## [Task goal]
Find the line containing "Where can the slate", then output it and every line after it through the end of the listing below, exactly as written.

(Pointing records)
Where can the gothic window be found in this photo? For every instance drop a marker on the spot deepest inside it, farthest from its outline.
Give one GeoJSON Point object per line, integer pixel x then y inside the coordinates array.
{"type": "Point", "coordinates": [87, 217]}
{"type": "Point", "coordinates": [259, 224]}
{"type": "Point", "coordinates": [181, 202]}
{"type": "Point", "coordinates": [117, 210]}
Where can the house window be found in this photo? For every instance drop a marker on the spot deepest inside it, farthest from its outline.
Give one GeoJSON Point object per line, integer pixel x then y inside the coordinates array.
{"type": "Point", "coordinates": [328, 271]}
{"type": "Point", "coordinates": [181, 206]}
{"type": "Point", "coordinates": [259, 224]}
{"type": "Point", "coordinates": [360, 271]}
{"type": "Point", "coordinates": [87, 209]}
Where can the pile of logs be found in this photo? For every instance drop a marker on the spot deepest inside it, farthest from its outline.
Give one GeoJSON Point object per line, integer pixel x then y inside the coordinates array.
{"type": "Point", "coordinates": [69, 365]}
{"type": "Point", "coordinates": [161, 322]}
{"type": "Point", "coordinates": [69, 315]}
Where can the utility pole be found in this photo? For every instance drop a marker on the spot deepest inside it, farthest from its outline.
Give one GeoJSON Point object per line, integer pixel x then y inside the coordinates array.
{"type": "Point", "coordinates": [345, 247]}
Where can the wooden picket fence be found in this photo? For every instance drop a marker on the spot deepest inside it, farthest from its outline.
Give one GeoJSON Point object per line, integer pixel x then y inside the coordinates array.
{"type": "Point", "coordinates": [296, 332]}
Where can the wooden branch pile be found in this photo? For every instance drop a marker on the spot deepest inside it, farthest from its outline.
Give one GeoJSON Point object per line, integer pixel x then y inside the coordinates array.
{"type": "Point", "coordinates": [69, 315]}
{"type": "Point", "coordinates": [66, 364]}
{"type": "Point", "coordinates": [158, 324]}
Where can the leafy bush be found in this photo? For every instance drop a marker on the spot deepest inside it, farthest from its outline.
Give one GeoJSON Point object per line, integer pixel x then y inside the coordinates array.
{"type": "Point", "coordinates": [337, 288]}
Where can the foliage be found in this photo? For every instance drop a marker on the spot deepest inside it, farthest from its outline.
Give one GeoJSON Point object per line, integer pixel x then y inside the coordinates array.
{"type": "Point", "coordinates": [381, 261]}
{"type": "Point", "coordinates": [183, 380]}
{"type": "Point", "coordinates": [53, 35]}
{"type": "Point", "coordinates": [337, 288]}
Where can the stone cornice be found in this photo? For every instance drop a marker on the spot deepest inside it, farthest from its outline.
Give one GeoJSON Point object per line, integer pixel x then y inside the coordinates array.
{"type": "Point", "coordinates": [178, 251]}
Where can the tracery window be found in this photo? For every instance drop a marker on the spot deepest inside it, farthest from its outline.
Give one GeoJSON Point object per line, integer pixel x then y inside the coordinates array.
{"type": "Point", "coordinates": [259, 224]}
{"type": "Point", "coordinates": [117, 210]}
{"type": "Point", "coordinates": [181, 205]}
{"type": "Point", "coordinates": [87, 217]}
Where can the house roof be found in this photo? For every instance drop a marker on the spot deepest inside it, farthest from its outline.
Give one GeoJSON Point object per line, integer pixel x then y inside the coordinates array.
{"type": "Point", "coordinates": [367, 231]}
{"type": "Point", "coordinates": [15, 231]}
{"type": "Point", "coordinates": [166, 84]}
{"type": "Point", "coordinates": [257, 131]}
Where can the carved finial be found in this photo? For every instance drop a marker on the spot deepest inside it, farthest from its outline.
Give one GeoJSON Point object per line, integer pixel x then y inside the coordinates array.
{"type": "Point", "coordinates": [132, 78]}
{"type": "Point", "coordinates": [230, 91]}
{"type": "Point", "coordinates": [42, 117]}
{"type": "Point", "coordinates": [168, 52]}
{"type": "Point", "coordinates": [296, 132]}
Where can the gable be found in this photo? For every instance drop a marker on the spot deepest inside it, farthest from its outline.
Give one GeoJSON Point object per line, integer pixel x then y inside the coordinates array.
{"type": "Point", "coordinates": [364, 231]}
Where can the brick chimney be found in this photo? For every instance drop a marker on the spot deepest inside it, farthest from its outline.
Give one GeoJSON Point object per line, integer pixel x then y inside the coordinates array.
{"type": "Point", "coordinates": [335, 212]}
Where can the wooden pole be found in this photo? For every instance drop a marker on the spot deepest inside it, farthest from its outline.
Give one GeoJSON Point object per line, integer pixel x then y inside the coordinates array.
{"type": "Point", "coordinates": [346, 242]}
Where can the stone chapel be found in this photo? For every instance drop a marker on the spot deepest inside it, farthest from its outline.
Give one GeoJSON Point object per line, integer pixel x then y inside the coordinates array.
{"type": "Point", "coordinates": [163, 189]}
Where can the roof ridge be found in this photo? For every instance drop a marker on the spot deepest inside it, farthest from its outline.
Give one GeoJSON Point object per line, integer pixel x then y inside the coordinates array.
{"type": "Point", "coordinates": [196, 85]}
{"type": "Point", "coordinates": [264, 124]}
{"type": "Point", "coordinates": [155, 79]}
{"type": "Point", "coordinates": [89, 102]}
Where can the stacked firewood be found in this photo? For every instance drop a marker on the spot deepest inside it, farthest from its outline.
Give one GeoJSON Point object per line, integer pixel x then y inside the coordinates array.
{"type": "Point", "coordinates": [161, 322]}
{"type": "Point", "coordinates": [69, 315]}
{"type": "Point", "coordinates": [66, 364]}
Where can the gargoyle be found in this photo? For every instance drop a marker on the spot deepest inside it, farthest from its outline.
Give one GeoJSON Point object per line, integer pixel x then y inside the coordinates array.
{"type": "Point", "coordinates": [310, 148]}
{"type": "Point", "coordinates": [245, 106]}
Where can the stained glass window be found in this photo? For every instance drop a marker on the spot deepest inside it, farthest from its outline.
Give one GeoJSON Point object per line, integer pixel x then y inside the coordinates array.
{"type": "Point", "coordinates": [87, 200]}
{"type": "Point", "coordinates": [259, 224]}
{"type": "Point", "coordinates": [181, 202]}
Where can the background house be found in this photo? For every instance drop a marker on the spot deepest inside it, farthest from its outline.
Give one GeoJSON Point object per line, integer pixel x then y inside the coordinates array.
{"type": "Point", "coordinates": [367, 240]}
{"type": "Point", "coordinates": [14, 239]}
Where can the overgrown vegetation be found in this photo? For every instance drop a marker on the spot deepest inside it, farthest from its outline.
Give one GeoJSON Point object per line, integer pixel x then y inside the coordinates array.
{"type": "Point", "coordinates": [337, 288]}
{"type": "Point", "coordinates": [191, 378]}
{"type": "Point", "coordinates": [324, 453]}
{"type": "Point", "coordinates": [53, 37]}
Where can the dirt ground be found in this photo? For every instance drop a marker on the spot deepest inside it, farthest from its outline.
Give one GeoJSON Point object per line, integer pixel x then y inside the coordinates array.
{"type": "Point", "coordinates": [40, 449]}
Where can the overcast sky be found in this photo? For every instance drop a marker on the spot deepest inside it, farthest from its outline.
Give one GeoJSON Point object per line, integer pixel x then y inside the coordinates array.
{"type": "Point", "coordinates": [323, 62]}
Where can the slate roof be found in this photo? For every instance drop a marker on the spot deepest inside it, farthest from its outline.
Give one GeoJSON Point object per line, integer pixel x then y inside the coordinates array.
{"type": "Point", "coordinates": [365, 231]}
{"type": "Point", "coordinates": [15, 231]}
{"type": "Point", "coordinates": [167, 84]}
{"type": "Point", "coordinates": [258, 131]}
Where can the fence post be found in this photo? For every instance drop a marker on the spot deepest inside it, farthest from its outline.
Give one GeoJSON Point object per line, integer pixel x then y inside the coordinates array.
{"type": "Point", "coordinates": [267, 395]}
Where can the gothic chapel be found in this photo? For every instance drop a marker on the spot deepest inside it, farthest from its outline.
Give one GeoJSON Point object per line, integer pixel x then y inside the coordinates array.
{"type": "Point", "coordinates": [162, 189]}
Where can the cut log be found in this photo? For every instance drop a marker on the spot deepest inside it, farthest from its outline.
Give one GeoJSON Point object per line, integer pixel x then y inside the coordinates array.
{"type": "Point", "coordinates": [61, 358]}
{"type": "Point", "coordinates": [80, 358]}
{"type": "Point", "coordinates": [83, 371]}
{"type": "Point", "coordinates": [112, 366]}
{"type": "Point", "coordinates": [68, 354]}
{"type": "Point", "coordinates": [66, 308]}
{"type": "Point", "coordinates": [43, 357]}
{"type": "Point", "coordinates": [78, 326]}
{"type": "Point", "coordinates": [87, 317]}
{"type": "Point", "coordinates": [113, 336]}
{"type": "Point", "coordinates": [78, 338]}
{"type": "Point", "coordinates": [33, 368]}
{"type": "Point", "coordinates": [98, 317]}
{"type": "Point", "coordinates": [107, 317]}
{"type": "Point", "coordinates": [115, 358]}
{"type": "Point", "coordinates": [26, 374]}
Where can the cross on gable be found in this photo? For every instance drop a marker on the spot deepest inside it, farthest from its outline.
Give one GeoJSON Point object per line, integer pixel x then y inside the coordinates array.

## [Full answer]
Where can the slate roof be found in this photo? For every instance drop a marker on the spot deepest inside it, farthest from its outline.
Give one GeoJSON Point object per line, integer pixel x then y inside the coordinates array.
{"type": "Point", "coordinates": [365, 231]}
{"type": "Point", "coordinates": [15, 231]}
{"type": "Point", "coordinates": [167, 84]}
{"type": "Point", "coordinates": [258, 131]}
Where can the fence post be found in this photo? For every instance drop a marker on the spot deepest inside it, farthest from its outline.
Give one GeoJSON Point object per line, integer pixel x then y inside the coordinates array.
{"type": "Point", "coordinates": [267, 395]}
Where can the gothic chapel be found in this photo? For every instance drop a marker on the spot deepest inside it, farthest from its outline.
Give one GeoJSON Point object per line, integer pixel x then y inside the coordinates array.
{"type": "Point", "coordinates": [162, 189]}
Where can the cut log be found in this photo? For every instance drop a marker on the spot deepest inside it, farthest from its outline.
Give one GeoJSON Point object per line, integer pixel x then y inside the coordinates array.
{"type": "Point", "coordinates": [61, 358]}
{"type": "Point", "coordinates": [80, 358]}
{"type": "Point", "coordinates": [83, 371]}
{"type": "Point", "coordinates": [112, 366]}
{"type": "Point", "coordinates": [68, 354]}
{"type": "Point", "coordinates": [66, 308]}
{"type": "Point", "coordinates": [43, 357]}
{"type": "Point", "coordinates": [78, 326]}
{"type": "Point", "coordinates": [87, 317]}
{"type": "Point", "coordinates": [113, 336]}
{"type": "Point", "coordinates": [78, 338]}
{"type": "Point", "coordinates": [33, 368]}
{"type": "Point", "coordinates": [98, 317]}
{"type": "Point", "coordinates": [107, 317]}
{"type": "Point", "coordinates": [115, 358]}
{"type": "Point", "coordinates": [26, 374]}
Where can the cross on gable be found in this photo? For every instance drop a marker on the spot deepest inside it, farthest from its outline.
Give one GeoJSON Point object per line, integer pixel x then y inside the coordinates array.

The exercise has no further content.